- ABOUT THIS TASK: In the records below, find the line containing "the red tractor for me with box coords" and retype it and every line after it exactly, adding nothing.

- STUDY MATERIAL:
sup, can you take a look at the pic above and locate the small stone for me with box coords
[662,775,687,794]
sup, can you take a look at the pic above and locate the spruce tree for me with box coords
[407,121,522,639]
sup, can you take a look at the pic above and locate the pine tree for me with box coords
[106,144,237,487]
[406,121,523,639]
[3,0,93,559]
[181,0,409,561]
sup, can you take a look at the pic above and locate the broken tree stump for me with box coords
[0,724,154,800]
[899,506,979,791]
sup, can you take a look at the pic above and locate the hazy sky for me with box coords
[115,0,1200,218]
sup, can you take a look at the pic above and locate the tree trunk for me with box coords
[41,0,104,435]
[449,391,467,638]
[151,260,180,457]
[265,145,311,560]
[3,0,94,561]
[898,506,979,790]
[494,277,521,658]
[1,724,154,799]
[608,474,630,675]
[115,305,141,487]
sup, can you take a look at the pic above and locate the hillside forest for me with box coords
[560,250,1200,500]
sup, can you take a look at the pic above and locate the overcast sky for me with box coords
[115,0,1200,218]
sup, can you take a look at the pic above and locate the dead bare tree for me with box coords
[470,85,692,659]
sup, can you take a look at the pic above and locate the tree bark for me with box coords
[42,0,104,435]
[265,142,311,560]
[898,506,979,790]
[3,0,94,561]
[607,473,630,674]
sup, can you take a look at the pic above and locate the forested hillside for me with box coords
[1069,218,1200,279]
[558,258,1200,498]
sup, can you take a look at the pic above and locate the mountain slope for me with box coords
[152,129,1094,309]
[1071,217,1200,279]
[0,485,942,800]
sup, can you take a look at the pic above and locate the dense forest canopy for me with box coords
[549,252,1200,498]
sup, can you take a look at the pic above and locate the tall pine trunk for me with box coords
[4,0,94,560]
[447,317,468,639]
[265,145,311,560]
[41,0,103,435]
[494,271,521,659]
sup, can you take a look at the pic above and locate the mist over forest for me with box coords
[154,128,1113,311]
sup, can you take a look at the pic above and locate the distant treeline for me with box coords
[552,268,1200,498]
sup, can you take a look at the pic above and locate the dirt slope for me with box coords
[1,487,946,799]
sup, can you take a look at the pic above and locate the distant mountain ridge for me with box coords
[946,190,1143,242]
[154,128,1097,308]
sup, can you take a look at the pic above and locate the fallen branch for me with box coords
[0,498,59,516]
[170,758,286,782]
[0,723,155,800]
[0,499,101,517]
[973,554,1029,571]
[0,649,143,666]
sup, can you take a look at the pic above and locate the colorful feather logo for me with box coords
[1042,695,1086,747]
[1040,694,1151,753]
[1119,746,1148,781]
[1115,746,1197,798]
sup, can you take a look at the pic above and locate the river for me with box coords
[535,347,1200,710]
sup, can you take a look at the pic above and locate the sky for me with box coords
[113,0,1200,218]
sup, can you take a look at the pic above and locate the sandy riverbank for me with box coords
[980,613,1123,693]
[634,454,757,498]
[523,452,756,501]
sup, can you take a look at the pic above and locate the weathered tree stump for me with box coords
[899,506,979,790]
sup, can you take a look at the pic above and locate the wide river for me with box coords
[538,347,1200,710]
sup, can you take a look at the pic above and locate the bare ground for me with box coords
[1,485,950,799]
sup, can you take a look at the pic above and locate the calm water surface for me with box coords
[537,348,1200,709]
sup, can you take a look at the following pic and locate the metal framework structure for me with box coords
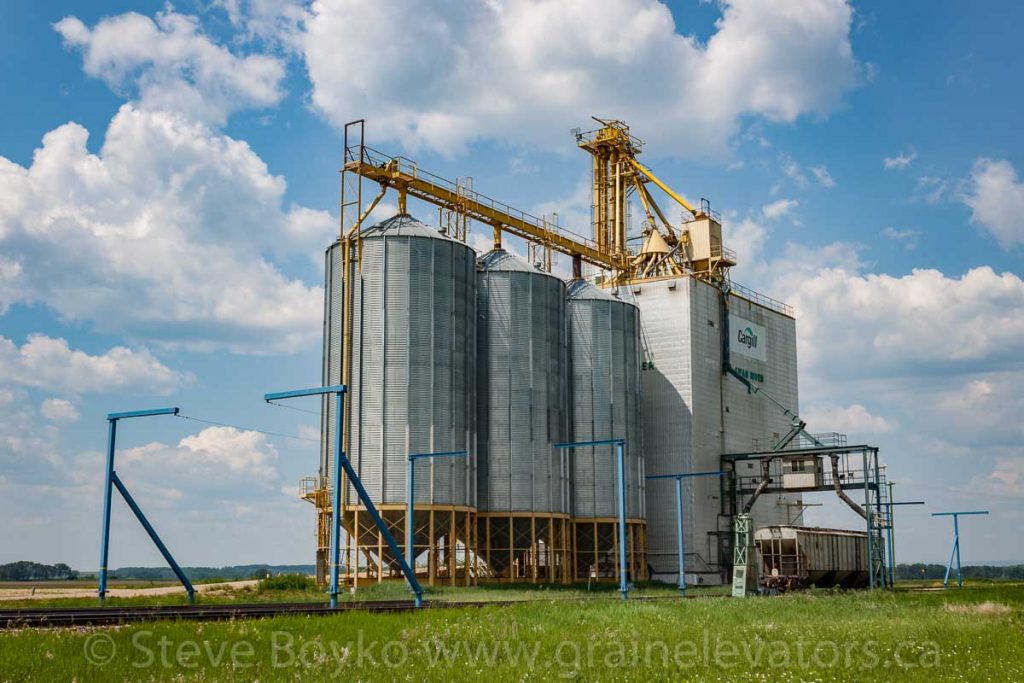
[932,510,989,588]
[646,470,727,596]
[475,512,572,583]
[885,487,925,585]
[555,439,633,599]
[266,385,424,608]
[303,117,730,589]
[730,514,754,597]
[98,408,193,604]
[723,444,891,591]
[406,451,468,580]
[575,118,734,283]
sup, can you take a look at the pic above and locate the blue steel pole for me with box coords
[886,517,895,588]
[329,391,344,609]
[97,418,117,605]
[887,489,895,587]
[863,450,874,589]
[617,441,628,601]
[406,457,415,571]
[404,451,463,599]
[676,476,685,596]
[645,470,727,598]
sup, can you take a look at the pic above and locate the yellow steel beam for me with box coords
[627,158,696,215]
[346,159,625,271]
[346,185,387,239]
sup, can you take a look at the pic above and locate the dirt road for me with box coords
[0,579,258,601]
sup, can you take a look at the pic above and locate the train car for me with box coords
[753,525,868,592]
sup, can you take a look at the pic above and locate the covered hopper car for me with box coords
[753,525,868,592]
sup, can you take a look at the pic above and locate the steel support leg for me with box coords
[617,442,628,601]
[676,477,685,596]
[406,458,415,572]
[943,533,957,588]
[887,493,896,587]
[97,419,117,604]
[329,391,344,608]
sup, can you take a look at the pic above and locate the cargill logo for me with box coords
[737,326,758,349]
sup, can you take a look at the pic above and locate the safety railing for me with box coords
[799,432,848,448]
[711,243,737,264]
[729,281,795,317]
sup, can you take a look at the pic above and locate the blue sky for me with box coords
[0,0,1021,570]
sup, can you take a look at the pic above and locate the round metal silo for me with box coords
[321,213,477,585]
[320,239,344,487]
[475,249,570,582]
[566,279,646,581]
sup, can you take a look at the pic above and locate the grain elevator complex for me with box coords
[304,118,890,594]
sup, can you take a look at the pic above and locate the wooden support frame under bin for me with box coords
[475,512,572,584]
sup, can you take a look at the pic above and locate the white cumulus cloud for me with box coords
[883,149,917,170]
[55,10,286,126]
[117,427,282,506]
[302,0,863,155]
[962,158,1024,250]
[810,165,837,188]
[40,398,81,423]
[880,226,920,250]
[762,199,799,219]
[802,403,893,435]
[0,335,185,395]
[781,264,1024,377]
[0,106,326,354]
[213,0,310,50]
[969,458,1024,499]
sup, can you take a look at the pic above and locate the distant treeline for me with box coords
[896,563,1024,580]
[0,562,314,581]
[0,561,76,581]
[108,564,316,580]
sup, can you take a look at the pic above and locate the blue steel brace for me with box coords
[646,470,728,596]
[98,408,187,605]
[555,439,629,600]
[111,473,195,601]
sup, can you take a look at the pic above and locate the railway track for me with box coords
[0,595,701,629]
[0,599,486,629]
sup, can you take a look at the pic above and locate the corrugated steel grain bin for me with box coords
[476,249,569,514]
[566,279,644,519]
[322,214,476,507]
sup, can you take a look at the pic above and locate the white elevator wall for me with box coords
[623,277,802,583]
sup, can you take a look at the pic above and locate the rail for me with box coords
[801,433,848,448]
[732,458,869,494]
[0,595,720,629]
[728,281,794,318]
[711,244,737,264]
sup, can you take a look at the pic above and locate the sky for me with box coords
[0,0,1021,571]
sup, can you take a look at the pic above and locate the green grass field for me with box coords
[2,582,1022,681]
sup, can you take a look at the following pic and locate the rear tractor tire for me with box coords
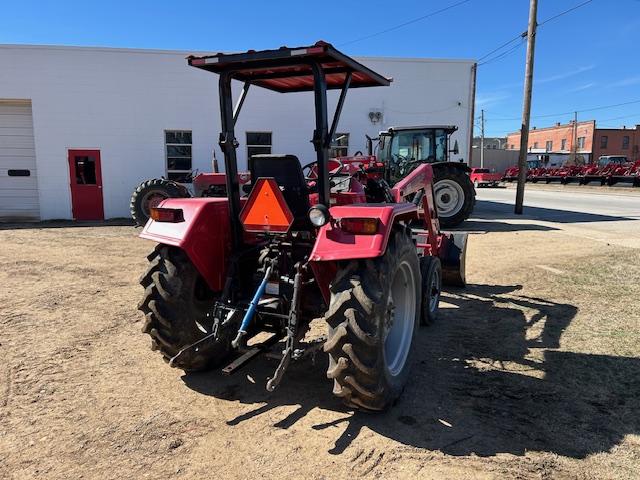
[138,245,235,371]
[130,178,190,226]
[433,166,475,229]
[324,228,421,411]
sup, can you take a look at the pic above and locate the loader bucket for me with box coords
[441,233,467,287]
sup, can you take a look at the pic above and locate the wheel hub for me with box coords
[435,180,464,217]
[385,293,395,330]
[143,191,169,214]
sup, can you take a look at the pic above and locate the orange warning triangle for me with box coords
[240,178,294,233]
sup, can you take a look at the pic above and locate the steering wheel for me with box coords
[391,154,409,175]
[302,159,345,182]
[387,160,401,180]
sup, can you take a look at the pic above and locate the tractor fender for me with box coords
[139,197,232,291]
[309,203,417,262]
[431,161,472,174]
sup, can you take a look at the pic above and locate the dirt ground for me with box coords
[1,193,639,479]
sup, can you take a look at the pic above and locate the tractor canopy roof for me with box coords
[187,41,391,93]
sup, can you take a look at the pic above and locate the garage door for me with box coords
[0,100,40,222]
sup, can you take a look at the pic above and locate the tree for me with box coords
[565,142,585,166]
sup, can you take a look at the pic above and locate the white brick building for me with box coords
[0,44,476,221]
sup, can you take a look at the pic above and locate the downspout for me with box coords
[468,62,477,168]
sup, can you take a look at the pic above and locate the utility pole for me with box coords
[515,0,538,215]
[574,110,578,153]
[480,109,485,168]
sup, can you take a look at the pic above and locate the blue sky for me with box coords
[3,0,640,137]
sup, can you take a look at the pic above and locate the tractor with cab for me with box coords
[337,125,475,228]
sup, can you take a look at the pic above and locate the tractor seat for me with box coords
[247,154,311,230]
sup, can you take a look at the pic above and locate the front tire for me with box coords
[420,256,442,325]
[433,166,475,228]
[324,228,421,411]
[138,245,235,371]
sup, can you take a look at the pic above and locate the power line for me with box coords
[338,0,472,47]
[537,0,593,27]
[477,33,526,63]
[478,1,593,67]
[478,40,526,66]
[573,99,640,113]
[597,113,640,124]
[482,99,640,122]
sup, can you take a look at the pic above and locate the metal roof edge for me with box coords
[0,43,476,64]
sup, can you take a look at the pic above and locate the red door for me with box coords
[68,150,104,220]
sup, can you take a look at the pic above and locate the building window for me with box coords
[601,136,608,149]
[622,136,629,149]
[330,133,349,158]
[165,131,192,182]
[533,142,538,148]
[561,139,567,150]
[247,132,272,158]
[510,145,515,149]
[546,141,553,151]
[577,137,585,149]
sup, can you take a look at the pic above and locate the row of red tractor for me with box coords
[502,157,640,187]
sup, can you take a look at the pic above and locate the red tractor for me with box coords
[131,129,474,229]
[132,128,473,232]
[137,42,467,411]
[129,168,251,227]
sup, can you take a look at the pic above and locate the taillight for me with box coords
[340,218,379,235]
[150,207,184,223]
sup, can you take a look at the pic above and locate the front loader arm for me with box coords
[391,163,440,249]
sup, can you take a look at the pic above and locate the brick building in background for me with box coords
[506,120,596,167]
[506,121,640,167]
[593,125,640,162]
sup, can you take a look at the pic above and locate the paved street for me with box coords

- EXERCISE OUTPUT:
sup, can you take a look at the pic above and locate the red tractor for me with box coords
[131,129,474,229]
[132,128,473,232]
[137,42,467,411]
[129,168,251,227]
sup, can you take a look at the pic above and locate the taillight for me with box coords
[340,218,379,235]
[150,207,184,223]
sup, can you take a look at the pic above and locate the front loader arm for me with box coords
[391,163,440,249]
sup, can you take a look at the pic above and locate the brick building in background for me with box coords
[506,120,596,167]
[506,121,640,167]
[593,125,640,162]
sup, can you take a look at the pic above and locate the paved street for me with box coords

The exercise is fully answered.